Ik gaf hun mee dat dit misschien wel hun schatkist kon worden, of hun doos waarin ze alles kunnen steken waar ze fier op zijn, wat gaat om gevoelens, dingen die ze aan papa willen geven...

Wanneer we de kinderen terug tot bij oma brachten, lieten ze deze doos meteen zien. Kijk oma, we hebben bij Ann die doos gemaakt. Mijn schatkist! Er zit een tekening in voor papa,.... Ik merkte dat deze doos toch wat resultaat had. Misschien is dit een manier om hun verdriet wat weg te werken, of hun ‘eigen kunnen’ in te verzamelen. Ik kon aan Elien merken dat ze hier fier op was om Miguel zeker maar niet te vergeten want hij was er ook weg van. Ik moest even op mezelf denken toen ik 6 jaar was en zelf een juwelendoosje kreeg met een dansende ballerina....

Deze doos kan heel wat betekenis krijgen. De kinderen kunnen er van alles in verzamelen. Zo leren ze selecteren wat belangrijk is voor hun, er over praten, hun eigen kunnen waarderen, leren fier zijn op zichzelf, vergelijken: wat zit er in jou doos, dit zit in mijn...

Een doos kan veel betekenis brengen naar gevoelens (gevoelensdoos), of naar resultaat: dit kan ik al, dit is belangrijk voor mij... Een leerdoos.

Mijn leerresultaat:
- Een kind kan op zijn eigen manier dingen selecteren en bewaren naar gelang wat het voor hun betekent.
- Ze vertellen graag wat er inzit en tonen dit ook graag.
- Ook andere personen kunnen de inhoud van de doos bekijken en bewonderen.
- Wat bij Miguel en Elien me sterk opvalt is met wat ze bezig zijn (een tekening voor papa, of een boze tekening, een tekening van Miguel en Elien, Ann en Kim: dingen die voor hun belangrijk en betekenis hebben.
- Miguel en Elien vergelijken hun doos met elkaar, zo leren ze elkaar beter kennen maar ook zichzelf. Dit is ook goed om in de klas met de kleuters te doen.
- Zoals in het filmpje terug te zien is, je kan op allerlei manieren omgaan met zo’n doos, de kleuters de doos laten meenemen naar huis en er wat instoppen, maar ze evengoed een voorwerp/tekening.. mee nemen naar de klas en het is de klas vertellen.

Opdracht 1:
Vermeld elke regel uit de items waarin de tekenreeks "field" voorkomt.
De tekst en de items hebben niets met elkaar te maken.

Werkgegevens:

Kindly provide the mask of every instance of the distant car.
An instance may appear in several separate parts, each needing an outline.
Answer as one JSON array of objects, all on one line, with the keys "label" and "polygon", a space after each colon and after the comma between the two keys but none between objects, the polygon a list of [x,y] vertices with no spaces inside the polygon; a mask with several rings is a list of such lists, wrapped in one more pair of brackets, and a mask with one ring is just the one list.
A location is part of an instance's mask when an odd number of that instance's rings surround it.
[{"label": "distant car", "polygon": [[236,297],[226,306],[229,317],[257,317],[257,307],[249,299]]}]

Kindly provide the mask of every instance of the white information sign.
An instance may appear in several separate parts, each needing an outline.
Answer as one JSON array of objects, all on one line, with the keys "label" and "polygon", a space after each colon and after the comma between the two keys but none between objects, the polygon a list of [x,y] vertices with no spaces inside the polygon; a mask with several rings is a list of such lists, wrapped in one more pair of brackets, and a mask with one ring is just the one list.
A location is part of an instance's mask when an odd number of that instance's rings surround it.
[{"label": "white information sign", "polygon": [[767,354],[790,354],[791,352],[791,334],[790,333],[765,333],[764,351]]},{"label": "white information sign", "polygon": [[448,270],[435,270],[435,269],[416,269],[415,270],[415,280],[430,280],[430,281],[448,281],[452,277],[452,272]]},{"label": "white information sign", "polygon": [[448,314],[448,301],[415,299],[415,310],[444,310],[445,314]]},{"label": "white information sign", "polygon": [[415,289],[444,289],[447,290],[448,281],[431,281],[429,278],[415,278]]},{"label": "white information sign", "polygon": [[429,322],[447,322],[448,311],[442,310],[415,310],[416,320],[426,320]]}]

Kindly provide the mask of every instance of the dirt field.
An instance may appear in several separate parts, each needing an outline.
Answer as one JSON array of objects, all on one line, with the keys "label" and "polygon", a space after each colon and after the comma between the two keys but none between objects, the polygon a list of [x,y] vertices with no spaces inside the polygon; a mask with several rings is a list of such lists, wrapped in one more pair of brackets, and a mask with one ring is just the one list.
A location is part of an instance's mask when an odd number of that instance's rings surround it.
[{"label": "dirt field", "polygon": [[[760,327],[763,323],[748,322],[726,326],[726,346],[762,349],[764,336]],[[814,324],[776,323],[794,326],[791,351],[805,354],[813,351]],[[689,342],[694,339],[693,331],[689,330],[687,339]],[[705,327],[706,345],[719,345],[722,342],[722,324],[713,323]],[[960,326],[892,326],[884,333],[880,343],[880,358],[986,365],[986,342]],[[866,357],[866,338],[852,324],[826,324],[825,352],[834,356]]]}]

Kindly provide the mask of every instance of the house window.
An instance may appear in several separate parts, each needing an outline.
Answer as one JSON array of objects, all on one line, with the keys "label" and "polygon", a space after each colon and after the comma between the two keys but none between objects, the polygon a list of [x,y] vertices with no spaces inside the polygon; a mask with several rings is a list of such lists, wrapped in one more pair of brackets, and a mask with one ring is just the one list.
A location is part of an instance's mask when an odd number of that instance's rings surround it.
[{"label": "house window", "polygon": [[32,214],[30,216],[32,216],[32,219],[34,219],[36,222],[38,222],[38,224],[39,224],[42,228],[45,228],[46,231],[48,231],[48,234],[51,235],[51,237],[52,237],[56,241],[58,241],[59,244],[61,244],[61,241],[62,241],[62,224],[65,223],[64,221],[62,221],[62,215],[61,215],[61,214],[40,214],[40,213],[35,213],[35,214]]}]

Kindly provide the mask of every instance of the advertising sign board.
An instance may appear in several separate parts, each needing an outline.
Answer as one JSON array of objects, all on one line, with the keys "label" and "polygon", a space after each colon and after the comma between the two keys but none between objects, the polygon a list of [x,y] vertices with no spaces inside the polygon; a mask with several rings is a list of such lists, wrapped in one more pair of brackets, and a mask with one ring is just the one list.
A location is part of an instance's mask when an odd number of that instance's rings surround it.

Opdracht 2:
Neem het stuk uit de tekst over de doos opnieuw over vanaf de woorden "Deze doos kan" tot en met "zit in mijn...". Vervang daarin "selecteren" door "kiezen".

Verwachte uitvoer 1:
Kindly provide the mask of every instance of the dirt field.
[{"label": "dirt field", "polygon": [[[760,327],[763,323],[748,322],[726,326],[726,346],[762,349],[764,336]],[[814,324],[776,323],[794,326],[791,351],[805,354],[813,351]],[[689,342],[694,339],[693,331],[689,330],[687,339]],[[705,327],[706,345],[719,345],[722,342],[722,324],[713,323]],[[960,326],[892,326],[884,333],[880,343],[880,358],[986,365],[986,342]],[[866,357],[866,338],[852,324],[826,324],[825,352],[834,356]]]}]

Verwachte uitvoer 2:
Deze doos kan heel wat betekenis krijgen. De kinderen kunnen er van alles in verzamelen. Zo leren ze kiezen wat belangrijk is voor hun, er over praten, hun eigen kunnen waarderen, leren fier zijn op zichzelf, vergelijken: wat zit er in jou doos, dit zit in mijn...